Dossier : IMM-4547-09

Référence : 2010 CF 530

[TRADUCTION FRANÇAISE CERTIFIÉE, NON RÉVISÉE]

Ottawa (Ontario), le 13 mai 2010

En présence de monsieur le juge Near

 

 

ENTRE :

CARLOS CASTILLO MEJIA

MARIA CRISTINA HUERTA TORRES

CARLOS JESUS CASTILLO HUERTA

demandeurs

et

 

Le ministre de la citoyenneté

et de l’IMMIGRATION

défendeur

 

Motifs du jugement et jugement

 

[1]               Il s’agit du contrôle judiciaire d’une décision (la décision) de la Section de la protection des réfugiés de la Commission de l’immigration et du statut de réfugié (la Commission), datée du 13 août 2009. La Commission a conclu que les demandeurs n’étaient ni des réfugiés au sens de la Convention ni des personnes à protéger au sens des articles 96 et 97 de la Loi sur l’immigration et la protection des réfugiés, L.C. 2001, ch. 27 (la LIPR).

 

[2]               Pour les motifs qui suivent, la demande est accueillie.

 

I.          Le contexte

 

[3]               Les demandeurs sont Carlos Castillo Mejia (le demandeur principal), son épouse Maria Cristina Huerta Torres, ainsi que leur fils de onze ans. Les demandeurs sont des citoyens du Mexique qui sont arrivés au Canada en 2007 et ont présenté une demande d’asile au motif qu’ils craignaient d’être exposés à de l’extorsion et à de la violence aux mains de policiers corrompus au Mexique. Les demandes de l’épouse et du fils s’appuient principalement sur celle du demandeur principal et sur la crainte que leur fils soit enlevé.

 

[4]               Le demandeur principal exploitait une entreprise de transport touristique et l’épouse était copropriétaire d’une école locale. Le demandeur principal a été enlevé et battu par des policiers fédéraux et a dû payer de l’argent pour sa libération. De plus, le demandeur principal a dû payer de l’argent parce qu’il s’est fait extorquer à diverses reprises. À un certain moment, le demandeur principal et l’un des extorqueurs en sont venus aux coups, son fils en a été témoin et ce dernier a par la suite connu des problèmes de comportement. Les demandeurs ont déménagé à plusieurs endroits, et le mari est en fin de compte venu au Canada. Son épouse et son fils l’ont rejoint au Canada après que l’épouse eut reçu des appels lors desquels on a menacé d’enlever son fils.
::::
(Consigne)
Recopiez le texte ci-dessus depuis « et de l’IMMIGRATION » jusqu'à « ch. 27 (la LIPR). », en substituant « intimé » à « défendeur ».

(Enregistrements)
::::
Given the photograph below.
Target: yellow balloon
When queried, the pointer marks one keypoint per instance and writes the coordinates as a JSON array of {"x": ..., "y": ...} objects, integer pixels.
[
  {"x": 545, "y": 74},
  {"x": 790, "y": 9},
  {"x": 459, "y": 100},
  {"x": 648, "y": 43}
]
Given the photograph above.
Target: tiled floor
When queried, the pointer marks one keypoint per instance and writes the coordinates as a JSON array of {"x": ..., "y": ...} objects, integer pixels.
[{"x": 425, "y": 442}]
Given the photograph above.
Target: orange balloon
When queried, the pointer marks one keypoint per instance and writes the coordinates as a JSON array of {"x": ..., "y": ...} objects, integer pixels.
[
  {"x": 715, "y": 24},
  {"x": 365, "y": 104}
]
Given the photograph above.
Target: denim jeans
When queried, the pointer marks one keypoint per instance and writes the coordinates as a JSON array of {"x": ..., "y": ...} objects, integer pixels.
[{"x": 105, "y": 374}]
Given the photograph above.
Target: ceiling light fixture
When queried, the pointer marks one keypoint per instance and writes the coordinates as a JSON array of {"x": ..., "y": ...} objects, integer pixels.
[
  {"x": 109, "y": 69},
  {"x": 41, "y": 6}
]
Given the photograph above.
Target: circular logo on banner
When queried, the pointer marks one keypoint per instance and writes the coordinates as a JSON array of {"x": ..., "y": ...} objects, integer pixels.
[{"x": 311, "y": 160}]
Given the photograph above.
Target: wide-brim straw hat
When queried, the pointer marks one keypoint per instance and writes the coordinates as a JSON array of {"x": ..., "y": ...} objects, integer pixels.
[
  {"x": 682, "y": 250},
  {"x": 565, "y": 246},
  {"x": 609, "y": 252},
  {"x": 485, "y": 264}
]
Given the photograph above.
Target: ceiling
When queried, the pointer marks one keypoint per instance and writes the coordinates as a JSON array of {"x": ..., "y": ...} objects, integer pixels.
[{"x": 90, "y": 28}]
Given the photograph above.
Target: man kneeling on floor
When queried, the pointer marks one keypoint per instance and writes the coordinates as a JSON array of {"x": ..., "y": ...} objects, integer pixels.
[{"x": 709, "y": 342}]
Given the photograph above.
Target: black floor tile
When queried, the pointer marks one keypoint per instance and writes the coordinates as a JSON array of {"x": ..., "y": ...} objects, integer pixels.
::::
(Réponse)
et de l’IMMIGRATION

intimé

 

Motifs du jugement et jugement

 

[1]               Il s’agit du contrôle judiciaire d’une décision (la décision) de la Section de la protection des réfugiés de la Commission de l’immigration et du statut de réfugié (la Commission), datée du 13 août 2009. La Commission a conclu que les demandeurs n’étaient ni des réfugiés au sens de la Convention ni des personnes à protéger au sens des articles 96 et 97 de la Loi sur l’immigration et la protection des réfugiés, L.C. 2001, ch. 27 (la LIPR).